##### PROVIDED MATERIAL #####

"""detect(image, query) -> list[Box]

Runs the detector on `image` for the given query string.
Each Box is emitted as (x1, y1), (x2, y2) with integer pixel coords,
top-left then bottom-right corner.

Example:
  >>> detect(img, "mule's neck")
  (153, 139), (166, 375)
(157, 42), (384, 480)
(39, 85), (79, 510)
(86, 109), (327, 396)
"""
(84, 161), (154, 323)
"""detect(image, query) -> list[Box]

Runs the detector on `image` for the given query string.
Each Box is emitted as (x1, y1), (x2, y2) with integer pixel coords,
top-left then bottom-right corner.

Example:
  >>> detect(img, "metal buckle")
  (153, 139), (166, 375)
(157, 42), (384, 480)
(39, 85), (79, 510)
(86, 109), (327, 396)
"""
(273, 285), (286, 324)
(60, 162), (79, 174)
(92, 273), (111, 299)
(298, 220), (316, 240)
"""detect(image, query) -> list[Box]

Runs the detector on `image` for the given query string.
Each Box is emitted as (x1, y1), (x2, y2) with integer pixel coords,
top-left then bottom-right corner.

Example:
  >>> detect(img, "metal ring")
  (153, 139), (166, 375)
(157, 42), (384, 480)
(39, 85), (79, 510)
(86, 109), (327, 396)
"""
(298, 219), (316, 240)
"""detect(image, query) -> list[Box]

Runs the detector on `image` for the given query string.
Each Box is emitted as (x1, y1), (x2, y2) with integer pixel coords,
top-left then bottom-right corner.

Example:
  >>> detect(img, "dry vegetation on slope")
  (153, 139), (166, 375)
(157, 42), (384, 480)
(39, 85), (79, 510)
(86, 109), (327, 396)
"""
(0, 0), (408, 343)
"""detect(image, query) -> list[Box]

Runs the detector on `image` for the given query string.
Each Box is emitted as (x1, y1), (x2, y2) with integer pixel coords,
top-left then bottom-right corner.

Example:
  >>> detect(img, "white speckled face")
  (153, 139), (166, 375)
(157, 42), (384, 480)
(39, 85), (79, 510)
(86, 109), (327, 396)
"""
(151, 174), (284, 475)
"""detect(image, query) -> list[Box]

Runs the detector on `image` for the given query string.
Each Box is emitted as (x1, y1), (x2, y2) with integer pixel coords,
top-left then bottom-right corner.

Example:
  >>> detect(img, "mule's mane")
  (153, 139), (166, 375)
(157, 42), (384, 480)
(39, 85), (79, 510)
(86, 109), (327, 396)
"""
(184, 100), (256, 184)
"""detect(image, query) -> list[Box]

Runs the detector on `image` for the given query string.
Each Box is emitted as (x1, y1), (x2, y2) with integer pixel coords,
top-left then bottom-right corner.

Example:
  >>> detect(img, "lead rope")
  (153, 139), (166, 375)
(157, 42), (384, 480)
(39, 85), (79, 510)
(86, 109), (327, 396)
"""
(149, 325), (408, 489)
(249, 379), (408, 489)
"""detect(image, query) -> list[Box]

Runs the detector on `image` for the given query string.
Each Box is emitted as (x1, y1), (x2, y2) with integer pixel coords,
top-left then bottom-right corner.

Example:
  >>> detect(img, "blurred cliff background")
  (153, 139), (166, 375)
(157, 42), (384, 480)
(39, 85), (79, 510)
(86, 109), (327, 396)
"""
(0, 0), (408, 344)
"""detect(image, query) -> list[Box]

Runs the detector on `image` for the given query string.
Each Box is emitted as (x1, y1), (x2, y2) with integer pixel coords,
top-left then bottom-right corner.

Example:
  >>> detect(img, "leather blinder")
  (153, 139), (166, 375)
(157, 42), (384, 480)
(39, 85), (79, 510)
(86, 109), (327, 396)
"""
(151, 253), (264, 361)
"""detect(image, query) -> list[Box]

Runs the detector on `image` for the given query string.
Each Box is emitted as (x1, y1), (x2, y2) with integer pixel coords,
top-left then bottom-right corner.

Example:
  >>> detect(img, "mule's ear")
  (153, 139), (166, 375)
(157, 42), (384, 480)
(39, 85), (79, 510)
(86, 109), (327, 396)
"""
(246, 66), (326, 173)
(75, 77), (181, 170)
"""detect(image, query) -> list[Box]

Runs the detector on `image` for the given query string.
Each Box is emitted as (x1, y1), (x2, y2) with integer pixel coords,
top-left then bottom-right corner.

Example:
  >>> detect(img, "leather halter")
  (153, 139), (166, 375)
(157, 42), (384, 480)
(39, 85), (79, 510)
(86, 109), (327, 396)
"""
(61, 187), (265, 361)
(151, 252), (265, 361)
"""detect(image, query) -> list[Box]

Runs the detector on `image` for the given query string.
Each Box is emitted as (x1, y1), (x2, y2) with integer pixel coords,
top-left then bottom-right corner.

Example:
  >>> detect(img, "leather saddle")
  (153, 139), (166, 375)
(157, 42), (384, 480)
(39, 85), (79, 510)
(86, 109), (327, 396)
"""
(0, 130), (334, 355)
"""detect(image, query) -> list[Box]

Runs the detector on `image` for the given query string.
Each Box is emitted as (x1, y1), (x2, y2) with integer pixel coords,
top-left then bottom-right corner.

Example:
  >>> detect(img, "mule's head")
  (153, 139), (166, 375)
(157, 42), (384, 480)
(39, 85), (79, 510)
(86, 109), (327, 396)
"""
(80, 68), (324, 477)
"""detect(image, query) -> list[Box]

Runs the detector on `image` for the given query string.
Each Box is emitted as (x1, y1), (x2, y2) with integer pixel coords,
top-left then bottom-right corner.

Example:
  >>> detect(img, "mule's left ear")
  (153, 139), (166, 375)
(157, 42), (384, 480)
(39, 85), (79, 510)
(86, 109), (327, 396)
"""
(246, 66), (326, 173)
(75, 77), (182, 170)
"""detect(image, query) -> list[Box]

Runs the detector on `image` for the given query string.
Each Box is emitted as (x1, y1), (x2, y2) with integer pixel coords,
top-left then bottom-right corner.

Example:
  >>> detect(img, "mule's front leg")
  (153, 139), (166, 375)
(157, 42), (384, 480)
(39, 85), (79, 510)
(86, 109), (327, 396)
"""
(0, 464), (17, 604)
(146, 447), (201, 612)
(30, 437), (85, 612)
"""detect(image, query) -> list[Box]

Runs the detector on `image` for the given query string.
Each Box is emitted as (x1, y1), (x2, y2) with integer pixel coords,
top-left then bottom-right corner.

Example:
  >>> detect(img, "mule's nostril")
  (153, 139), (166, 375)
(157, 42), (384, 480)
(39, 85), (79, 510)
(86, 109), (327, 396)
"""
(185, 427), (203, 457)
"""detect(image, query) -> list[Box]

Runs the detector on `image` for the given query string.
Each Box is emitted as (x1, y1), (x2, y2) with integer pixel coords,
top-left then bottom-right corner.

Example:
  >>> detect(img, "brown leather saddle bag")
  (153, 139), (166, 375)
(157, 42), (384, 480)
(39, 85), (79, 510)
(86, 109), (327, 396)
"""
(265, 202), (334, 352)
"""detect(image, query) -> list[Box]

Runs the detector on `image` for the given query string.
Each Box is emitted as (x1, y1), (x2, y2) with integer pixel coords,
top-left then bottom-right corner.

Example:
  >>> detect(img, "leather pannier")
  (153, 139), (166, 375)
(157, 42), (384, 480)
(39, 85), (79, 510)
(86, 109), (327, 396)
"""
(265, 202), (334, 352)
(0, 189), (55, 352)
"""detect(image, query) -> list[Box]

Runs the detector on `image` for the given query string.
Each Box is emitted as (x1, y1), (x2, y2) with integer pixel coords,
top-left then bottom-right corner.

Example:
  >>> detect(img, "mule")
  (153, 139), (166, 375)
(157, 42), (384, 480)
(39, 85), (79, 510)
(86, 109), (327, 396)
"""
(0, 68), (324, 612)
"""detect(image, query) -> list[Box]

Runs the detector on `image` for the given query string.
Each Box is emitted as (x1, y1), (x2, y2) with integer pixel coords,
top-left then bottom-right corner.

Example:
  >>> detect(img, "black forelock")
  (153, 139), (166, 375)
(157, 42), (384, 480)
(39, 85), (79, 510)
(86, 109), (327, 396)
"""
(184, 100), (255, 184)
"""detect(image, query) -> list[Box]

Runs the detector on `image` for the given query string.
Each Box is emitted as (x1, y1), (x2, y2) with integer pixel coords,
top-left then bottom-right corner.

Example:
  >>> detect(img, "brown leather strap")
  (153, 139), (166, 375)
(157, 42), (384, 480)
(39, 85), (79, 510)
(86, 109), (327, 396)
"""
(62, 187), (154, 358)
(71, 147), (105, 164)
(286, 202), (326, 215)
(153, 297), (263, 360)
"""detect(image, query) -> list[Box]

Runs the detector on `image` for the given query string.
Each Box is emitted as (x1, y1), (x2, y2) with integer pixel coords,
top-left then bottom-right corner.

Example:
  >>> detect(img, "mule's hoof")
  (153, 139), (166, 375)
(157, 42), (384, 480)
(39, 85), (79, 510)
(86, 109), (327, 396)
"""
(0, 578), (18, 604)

#####

- _PROBLEM STATEMENT_:
Tally the lines of the entries above that contain the word "brown", and give only the number.

- _FINAL RESULT_:
2